Con chi? Innanzitutto con il Signore. Dal rapporto ricucito con Lui, il Signore della mia vita, è possibile rifare il tessuto sfilacciato delle nostre comunità familiari, amicali, parrocchiali e associative. Solo una Chiesa riconciliata, con il Signore e tra di noi nella ricchezza della diversità, può osare di andare in missione verso le frontiere, che oggi anelano a diventare soglie.
È urgente mantenere integra la tunica di Gesù (cf. Gv 19,23-24), evitando la strategia di Penelope che distrugge di notte ciò che è stato costruito di giorno. Da lei, però, possiamo imparare il dono sempre nuovo della fedeltà.
- Un tempo di riposo
Il Signore parlò a Mosè sul monte Sinai e disse: “Parla agli Israeliti dicendo loro: “Quando entrerete nella terra che io vi do, la terra farà il riposo del sabato in onore del Signore: per sei anni seminerai il tuo campo e poterai la tua vigna e ne raccoglierai i frutti; ma il settimo anno sarà come sabato, un riposo assoluto per la terra, un sabato in onore del Signore. Non seminerai il tuo campo, non poterai la tua vigna. Non mieterai quello che nascerà spontaneamente dopo la tua mietitura e non vendemmierai l’uva della vigna che non avrai potata; sarà un anno di completo riposo per la terra. Ciò che la terra produrrà durante il suo riposo servirà di nutrimento a te, al tuo schiavo, alla tua schiava, al tuo bracciante e all’ospite che si troverà presso di te; anche al tuo bestiame e agli animali che sono nella tua terra servirà di nutrimento quanto essa produrrà. (Lv 25,1-7)
Dovremmo dunque avere il timore che, mentre rimane ancora in vigore la promessa di entrare nel suo riposo, qualcuno di voi ne sia giudicato escluso. Poiché anche noi, come quelli, abbiamo ricevuto il Vangelo: ma a loro la parola udita non giovò affatto, perché non sono rimasti uniti a quelli che avevano ascoltato con fede. Infatti noi, che abbiamo creduto, entriamo in quel riposo, come egli ha detto:
Così ho giurato nella mia ira:
non entreranno nel mio riposo!
Questo, benché le sue opere fossero compiute fin dalla fondazione del mondo. Si dice infatti in un passo della Scrittura a proposito del settimo giorno: E nel settimo giorno Dio si riposò da tutte le sue opere . E ancora in questo passo: Non entreranno nel mio riposo! Poiché dunque risulta che alcuni entrano in quel riposo e quelli che per primi ricevettero il Vangelo non vi entrarono a causa della loro disobbedienza, Dio fissa di nuovo un giorno, oggi, dicendo mediante Davide, dopo tanto tempo:
Oggi, se udite la sua voce,
non indurite i vostri cuori!
Se Giosuè infatti li avesse introdotti in quel riposo, Dio non avrebbe parlato, in seguito, di un altro giorno. Dunque, per il popolo di Dio è riservato un riposo sabbatico. Chi infatti è entrato nel riposo di lui, riposa anch’egli dalle sue opere, come Dio dalle proprie. Affrettiamoci dunque a entrare in quel riposo, perché nessuno cada nello stesso tipo di disobbedienza.

### CONSEGNA 1
Secondo la fonte, a chi servirà di nutrimento ciò che la terra produrrà durante il suo riposo? Elencali tutti.
### CONSEGNA 2
Riduci a un elenco puntato il paragrafo della fonte che comincia con "Con chi? Innanzitutto con il Signore", mantenendone i fatti principali.

### DATI FORNITI
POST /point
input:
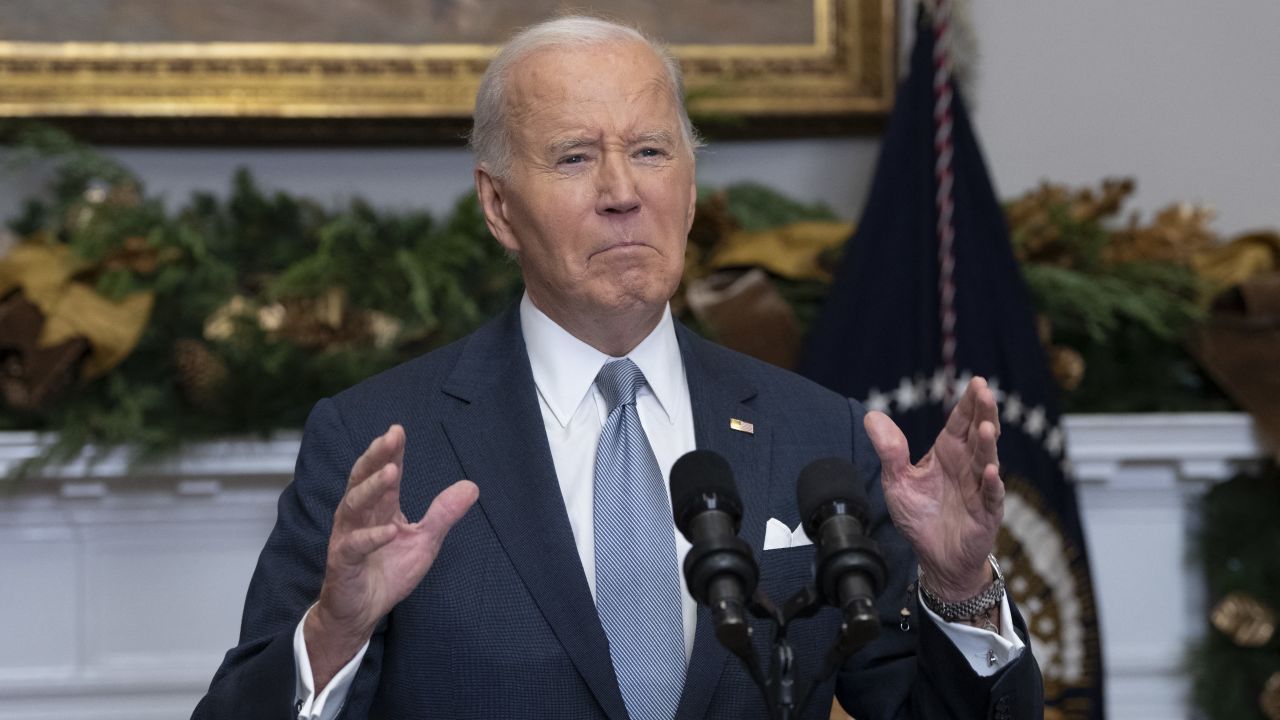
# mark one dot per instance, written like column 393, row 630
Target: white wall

### RISPOSTA CORRETTA 1
- a te
- al tuo schiavo
- alla tua schiava
- al tuo bracciante
- all'ospite che si troverà presso di te
- al tuo bestiame
- agli animali che sono nella tua terra

### RISPOSTA CORRETTA 2
- Il rapporto da ricucire è innanzitutto quello con il Signore.
- Da questo rapporto ricucito si può rifare il tessuto sfilacciato delle comunità familiari, amicali, parrocchiali e associative.
- Solo una Chiesa riconciliata con il Signore e al proprio interno, nella ricchezza della diversità, può andare in missione verso le frontiere.
- Oggi queste frontiere anelano a diventare soglie.